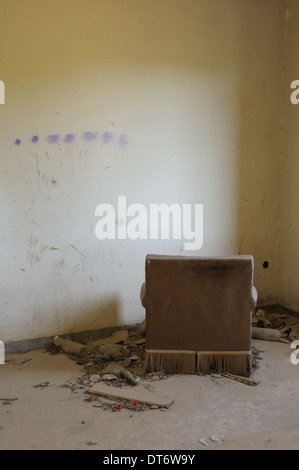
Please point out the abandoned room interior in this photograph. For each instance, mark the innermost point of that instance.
(149, 225)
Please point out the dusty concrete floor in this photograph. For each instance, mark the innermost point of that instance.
(239, 416)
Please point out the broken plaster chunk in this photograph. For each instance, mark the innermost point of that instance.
(70, 347)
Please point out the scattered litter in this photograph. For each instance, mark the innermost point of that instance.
(131, 395)
(275, 323)
(121, 372)
(26, 360)
(108, 377)
(266, 334)
(92, 443)
(243, 380)
(70, 347)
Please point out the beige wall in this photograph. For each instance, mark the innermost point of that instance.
(194, 85)
(289, 195)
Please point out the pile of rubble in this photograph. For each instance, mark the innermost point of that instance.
(275, 324)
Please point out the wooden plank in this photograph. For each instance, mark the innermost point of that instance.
(147, 398)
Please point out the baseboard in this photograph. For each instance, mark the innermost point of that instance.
(46, 342)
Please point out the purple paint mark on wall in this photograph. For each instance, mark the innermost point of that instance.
(90, 136)
(107, 137)
(123, 140)
(69, 138)
(53, 138)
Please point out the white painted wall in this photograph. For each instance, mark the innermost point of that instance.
(194, 85)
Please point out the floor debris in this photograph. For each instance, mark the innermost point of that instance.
(132, 395)
(275, 323)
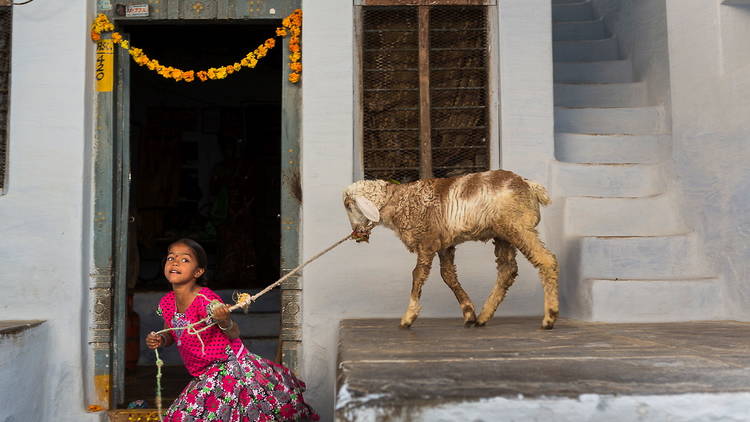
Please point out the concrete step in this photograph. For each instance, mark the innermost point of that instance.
(611, 149)
(614, 120)
(642, 257)
(580, 30)
(572, 11)
(628, 94)
(609, 71)
(602, 216)
(585, 50)
(606, 180)
(691, 299)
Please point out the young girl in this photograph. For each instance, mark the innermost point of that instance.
(230, 384)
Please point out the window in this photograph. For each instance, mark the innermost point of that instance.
(424, 90)
(5, 31)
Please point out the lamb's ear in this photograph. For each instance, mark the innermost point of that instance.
(368, 208)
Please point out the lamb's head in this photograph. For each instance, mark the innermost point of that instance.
(362, 201)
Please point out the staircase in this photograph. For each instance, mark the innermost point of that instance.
(635, 258)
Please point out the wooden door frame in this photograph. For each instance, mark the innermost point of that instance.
(109, 190)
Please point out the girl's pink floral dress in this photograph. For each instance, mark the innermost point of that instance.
(231, 384)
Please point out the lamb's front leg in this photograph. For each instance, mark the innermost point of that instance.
(419, 276)
(448, 272)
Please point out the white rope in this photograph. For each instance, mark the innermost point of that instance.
(244, 300)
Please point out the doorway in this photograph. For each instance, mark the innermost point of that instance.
(205, 160)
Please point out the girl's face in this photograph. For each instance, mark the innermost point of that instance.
(181, 265)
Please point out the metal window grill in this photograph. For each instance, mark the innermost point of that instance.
(5, 32)
(458, 66)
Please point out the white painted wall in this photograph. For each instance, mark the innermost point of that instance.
(23, 369)
(42, 211)
(374, 280)
(710, 95)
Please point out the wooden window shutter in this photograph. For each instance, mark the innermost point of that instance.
(5, 34)
(424, 91)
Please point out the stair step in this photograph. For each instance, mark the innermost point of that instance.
(607, 180)
(573, 11)
(628, 94)
(581, 30)
(258, 324)
(586, 50)
(613, 120)
(642, 257)
(654, 300)
(601, 216)
(610, 149)
(609, 71)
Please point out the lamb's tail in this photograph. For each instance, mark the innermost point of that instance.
(540, 193)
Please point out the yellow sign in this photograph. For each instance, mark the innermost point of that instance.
(104, 65)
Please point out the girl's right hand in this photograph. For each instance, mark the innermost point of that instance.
(154, 340)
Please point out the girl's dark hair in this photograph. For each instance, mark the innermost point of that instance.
(200, 255)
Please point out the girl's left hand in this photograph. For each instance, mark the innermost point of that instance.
(221, 313)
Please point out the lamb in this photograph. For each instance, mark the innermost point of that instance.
(435, 215)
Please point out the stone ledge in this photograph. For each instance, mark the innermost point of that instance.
(16, 326)
(439, 368)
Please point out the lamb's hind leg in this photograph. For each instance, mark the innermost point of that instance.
(533, 248)
(507, 270)
(448, 272)
(419, 275)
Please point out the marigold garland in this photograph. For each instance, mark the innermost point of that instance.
(291, 25)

----

(Goal): Copy out the entries line for line, starting with the line containing "Please point out the stone" and ending with the last line of the entries, including both.

(Expected output):
Please point out the stone ledge in this photograph. For each instance, mark the innermost point of that instance.
(16, 326)
(439, 368)
Please point out the lamb's hind leg in this photograph. For each instance, mark the innermost point of that instance.
(533, 248)
(507, 270)
(448, 272)
(419, 275)
Please point out the marigold garland in this photograph. For each instance, mark the innermost point of that instance.
(291, 25)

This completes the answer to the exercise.